====== Given entries ======

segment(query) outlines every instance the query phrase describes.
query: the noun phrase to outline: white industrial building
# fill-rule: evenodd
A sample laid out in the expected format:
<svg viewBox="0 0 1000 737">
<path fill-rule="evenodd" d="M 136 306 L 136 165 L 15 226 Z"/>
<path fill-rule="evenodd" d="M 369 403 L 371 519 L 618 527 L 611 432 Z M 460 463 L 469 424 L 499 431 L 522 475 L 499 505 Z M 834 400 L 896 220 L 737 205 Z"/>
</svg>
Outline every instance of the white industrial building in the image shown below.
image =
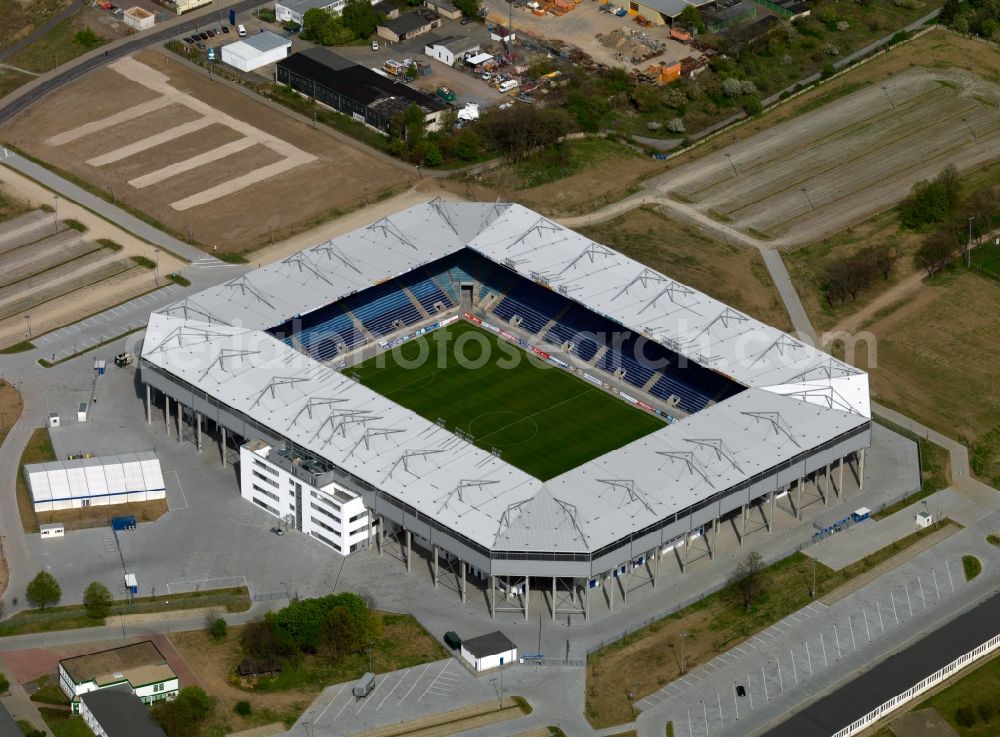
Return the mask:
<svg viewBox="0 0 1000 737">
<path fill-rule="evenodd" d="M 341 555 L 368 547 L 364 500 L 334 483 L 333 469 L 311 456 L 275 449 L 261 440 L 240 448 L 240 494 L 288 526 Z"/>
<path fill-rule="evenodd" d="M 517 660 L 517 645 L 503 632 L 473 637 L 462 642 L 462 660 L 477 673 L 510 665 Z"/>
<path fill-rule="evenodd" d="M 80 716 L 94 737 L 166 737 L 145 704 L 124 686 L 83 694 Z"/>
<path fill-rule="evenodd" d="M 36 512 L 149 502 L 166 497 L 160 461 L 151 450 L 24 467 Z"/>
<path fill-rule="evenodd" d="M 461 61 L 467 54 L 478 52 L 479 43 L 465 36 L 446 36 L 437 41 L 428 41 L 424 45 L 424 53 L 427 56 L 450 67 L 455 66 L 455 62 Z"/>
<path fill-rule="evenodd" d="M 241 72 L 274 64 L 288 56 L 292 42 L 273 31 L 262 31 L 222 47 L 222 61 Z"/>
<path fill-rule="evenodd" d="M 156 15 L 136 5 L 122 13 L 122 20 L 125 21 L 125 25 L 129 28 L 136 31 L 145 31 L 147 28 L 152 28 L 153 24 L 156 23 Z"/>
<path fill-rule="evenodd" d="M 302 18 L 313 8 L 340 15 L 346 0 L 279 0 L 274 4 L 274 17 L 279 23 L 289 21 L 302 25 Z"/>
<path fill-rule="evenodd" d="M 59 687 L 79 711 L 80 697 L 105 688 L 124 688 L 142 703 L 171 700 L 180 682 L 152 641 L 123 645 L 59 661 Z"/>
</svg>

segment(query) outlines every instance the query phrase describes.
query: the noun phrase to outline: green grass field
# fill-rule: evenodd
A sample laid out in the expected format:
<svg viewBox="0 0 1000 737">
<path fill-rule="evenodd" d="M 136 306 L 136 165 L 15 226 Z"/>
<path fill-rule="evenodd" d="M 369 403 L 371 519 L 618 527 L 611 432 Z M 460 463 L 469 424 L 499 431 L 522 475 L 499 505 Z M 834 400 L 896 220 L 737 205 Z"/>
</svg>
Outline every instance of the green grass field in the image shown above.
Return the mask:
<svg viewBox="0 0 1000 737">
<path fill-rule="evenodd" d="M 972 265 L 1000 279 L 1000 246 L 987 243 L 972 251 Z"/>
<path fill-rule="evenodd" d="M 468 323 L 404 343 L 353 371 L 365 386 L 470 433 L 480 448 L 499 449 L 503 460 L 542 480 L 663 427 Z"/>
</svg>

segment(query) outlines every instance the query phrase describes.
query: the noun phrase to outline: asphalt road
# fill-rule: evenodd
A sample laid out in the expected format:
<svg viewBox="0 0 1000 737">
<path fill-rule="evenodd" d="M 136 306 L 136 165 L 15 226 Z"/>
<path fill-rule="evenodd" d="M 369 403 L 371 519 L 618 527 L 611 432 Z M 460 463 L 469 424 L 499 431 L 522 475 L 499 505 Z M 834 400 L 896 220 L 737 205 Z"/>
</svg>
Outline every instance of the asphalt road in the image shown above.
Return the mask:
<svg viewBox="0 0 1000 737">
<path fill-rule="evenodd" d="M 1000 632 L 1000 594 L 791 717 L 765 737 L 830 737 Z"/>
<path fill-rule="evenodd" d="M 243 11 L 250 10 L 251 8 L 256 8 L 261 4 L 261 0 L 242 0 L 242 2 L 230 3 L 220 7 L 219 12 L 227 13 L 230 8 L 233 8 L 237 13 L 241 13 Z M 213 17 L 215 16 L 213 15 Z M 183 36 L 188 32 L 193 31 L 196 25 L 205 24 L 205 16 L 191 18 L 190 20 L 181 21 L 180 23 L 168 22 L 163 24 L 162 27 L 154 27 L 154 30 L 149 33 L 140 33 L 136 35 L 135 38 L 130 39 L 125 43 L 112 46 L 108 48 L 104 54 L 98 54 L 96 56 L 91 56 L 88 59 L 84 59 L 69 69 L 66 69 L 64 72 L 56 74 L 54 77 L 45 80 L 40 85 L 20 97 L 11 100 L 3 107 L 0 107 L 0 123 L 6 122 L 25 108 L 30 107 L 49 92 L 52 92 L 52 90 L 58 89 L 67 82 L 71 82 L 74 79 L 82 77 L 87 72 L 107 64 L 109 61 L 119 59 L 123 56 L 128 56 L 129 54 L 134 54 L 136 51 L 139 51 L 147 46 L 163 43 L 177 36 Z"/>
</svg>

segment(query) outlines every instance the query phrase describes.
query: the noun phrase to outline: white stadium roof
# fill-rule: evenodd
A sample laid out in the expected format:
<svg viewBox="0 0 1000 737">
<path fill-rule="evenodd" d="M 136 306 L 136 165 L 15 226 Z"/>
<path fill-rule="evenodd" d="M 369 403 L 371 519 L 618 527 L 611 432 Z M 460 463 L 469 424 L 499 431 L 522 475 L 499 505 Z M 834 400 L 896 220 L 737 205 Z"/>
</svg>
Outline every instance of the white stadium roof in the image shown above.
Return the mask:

======

**Directions for this task**
Reproduce the records, requests included, from the start of the records up to and including the line with "241 72 L 274", shifting every number in the answers (the viewBox dimensions and path coordinates) up by 140 while leaving the requests and their format samples unchanged. Omit the pictures from the answer.

**Task answer**
segment(query) outlines every instance the query phrase describes.
query: the noun phrase to outline: white industrial building
# fill-rule: evenodd
A sample laid out in the expected format:
<svg viewBox="0 0 1000 737">
<path fill-rule="evenodd" d="M 136 306 L 136 165 L 15 226 Z"/>
<path fill-rule="evenodd" d="M 369 403 L 371 519 L 618 527 L 611 432 Z M 460 463 L 469 424 L 499 431 L 522 475 L 499 505 Z M 834 400 L 896 220 L 737 205 Z"/>
</svg>
Outline every instance of the white industrial building in the image shown below.
image =
Return the mask:
<svg viewBox="140 140 1140 877">
<path fill-rule="evenodd" d="M 481 695 L 508 687 L 504 640 L 474 623 L 473 609 L 451 596 L 415 589 L 401 580 L 380 588 L 380 634 L 428 666 Z"/>
<path fill-rule="evenodd" d="M 657 800 L 657 785 L 643 772 L 613 777 L 602 782 L 602 800 L 617 813 L 650 805 Z"/>
<path fill-rule="evenodd" d="M 220 856 L 234 877 L 306 877 L 285 844 L 264 826 L 223 834 Z"/>
<path fill-rule="evenodd" d="M 176 652 L 289 642 L 306 637 L 300 601 L 291 590 L 164 607 Z"/>
<path fill-rule="evenodd" d="M 601 201 L 607 194 L 618 192 L 619 183 L 605 176 L 586 176 L 577 181 L 568 181 L 564 185 L 564 193 L 567 196 L 590 207 L 595 206 L 595 202 Z"/>
<path fill-rule="evenodd" d="M 381 212 L 414 204 L 428 196 L 432 182 L 413 171 L 402 171 L 362 187 L 362 201 Z"/>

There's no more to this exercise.